- Text excerpt:

Philadelphia is the poorest large city in the United States. It’s also unusual in having a high proportion of homeowners compared to renters. Taken together, this means that poorer homeowners may lack the funds to maintain and make needed repairs to their homes, leaving them at risk of a variety of related health issues, including exposure to lead.
Two papers led by a group at the University of Pennsylvania explore how factors such as household income, building age, building code violations, proximity to former lead smelters, and other factors align with lead-toxicity risk, as evidenced by elevated blood-lead levels in children 6 years old and younger and lead content in soil samples from around the city.
In the first study, published in 2021 in the International Journal of Environmental Research and Public Health, the researchers used geospatial tools to develop a lead-toxicity-risk index that identified eight ZIP codes, mainly in North and West Philadelphia, as the most burdened by lead toxicity. The second study, published earlier this year in GeoHealth, took a finer-scale look at some of those at-risk communities, using census tract data. That analysis underscored the link between housing code violations and demolition of older homes to higher lead-exposure risks.
“More than 80% of the housing stock in Philadelphia was built before 1980, meaning that they likely contain lead paint,” says Reto Gieré, senior author on both papers and a professor in Penn’s Department of Earth and Environmental Science in the School of Arts & Sciences. The United States banned lead paint for residential use in 1978.
“Also, the city has had special policies to build affordable homes for low-income residents, so the rate of private homeownership is much higher than in most other cities,” he says. “While that is beneficial in some regards, we also found a correlation between the percentage of children with high blood-lead levels and homeownership.”

- Supplied information:
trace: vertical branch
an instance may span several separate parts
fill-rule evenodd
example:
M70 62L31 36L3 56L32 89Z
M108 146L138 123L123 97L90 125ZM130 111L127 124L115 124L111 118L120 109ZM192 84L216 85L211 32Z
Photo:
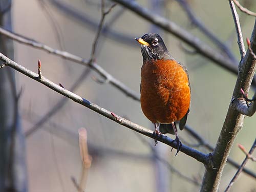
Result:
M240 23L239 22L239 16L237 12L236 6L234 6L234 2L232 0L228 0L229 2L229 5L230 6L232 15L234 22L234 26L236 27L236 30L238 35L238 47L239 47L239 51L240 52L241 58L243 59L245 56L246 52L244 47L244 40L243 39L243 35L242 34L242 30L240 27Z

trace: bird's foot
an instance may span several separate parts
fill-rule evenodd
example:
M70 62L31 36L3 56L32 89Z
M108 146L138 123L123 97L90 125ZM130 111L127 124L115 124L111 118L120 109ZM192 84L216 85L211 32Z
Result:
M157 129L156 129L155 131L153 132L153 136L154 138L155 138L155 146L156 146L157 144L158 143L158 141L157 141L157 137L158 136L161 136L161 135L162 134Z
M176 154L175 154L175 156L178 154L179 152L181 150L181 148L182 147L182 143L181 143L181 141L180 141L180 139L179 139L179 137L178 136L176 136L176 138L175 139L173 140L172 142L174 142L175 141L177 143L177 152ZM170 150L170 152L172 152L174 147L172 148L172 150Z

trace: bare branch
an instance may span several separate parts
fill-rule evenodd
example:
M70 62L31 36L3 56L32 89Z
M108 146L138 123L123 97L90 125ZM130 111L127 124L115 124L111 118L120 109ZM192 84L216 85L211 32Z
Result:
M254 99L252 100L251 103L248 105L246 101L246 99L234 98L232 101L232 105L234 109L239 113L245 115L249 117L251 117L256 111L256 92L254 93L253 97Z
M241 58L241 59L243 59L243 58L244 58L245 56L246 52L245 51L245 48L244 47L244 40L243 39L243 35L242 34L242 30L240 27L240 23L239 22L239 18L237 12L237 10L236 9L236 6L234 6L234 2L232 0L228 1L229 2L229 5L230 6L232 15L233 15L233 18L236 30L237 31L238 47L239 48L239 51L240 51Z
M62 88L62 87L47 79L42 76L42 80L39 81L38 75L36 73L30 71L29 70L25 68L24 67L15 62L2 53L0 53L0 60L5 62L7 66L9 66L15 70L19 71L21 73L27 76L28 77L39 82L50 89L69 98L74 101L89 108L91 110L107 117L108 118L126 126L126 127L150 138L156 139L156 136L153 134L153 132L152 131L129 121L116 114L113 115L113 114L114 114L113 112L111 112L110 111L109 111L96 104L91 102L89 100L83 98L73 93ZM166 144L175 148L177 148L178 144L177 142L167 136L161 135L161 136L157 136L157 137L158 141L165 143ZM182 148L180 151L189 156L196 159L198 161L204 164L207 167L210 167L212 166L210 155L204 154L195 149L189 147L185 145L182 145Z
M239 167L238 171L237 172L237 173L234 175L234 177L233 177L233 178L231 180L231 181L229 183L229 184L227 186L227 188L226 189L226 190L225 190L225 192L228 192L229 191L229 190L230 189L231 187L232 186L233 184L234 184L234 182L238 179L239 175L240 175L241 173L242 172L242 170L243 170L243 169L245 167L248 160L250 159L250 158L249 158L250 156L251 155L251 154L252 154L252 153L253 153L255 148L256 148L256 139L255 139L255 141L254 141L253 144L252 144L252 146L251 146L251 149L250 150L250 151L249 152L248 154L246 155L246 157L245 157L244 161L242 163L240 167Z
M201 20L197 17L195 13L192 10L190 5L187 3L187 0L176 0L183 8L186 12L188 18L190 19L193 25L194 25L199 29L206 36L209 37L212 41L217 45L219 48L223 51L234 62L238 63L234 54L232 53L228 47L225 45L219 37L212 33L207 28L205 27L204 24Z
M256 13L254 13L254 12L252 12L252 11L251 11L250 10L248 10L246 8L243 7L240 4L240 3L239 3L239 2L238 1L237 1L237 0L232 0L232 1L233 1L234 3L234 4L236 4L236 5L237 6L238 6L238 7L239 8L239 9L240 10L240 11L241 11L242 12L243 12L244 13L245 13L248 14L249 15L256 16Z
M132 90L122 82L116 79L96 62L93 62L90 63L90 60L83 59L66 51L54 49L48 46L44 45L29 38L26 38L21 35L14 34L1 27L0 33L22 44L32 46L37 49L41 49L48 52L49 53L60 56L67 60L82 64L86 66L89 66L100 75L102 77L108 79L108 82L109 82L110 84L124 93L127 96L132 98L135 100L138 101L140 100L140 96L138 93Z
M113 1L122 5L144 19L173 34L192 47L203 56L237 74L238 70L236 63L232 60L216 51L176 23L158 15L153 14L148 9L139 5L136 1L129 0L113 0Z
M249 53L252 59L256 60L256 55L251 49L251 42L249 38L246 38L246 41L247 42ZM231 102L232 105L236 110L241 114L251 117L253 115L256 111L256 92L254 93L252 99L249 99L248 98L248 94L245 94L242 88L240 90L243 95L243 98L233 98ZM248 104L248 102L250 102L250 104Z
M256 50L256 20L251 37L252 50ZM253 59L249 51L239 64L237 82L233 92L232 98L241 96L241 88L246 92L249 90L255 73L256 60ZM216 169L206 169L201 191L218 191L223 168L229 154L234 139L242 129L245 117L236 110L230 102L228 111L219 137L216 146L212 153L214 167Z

- How to complete this task:
Decide whether each statement below agrees with the text on lead risk in Philadelphia. Answer yes or no for each, and quote the words from the text that decide it.
1. The first study appeared in GeoHealth.
2. More than 80% of Philadelphia's housing stock was built before 1980.
3. The researchers found a correlation between homeownership and the percentage of children with high blood-lead levels.

- Answer box:
1. No: "published in 2021 in the International Journal of Environmental Research and Public Health"
2. Yes: "More than 80% of the housing stock in Philadelphia was built before 1980"
3. Yes: "we also found a correlation between the percentage of children with high blood-lead levels and homeownership"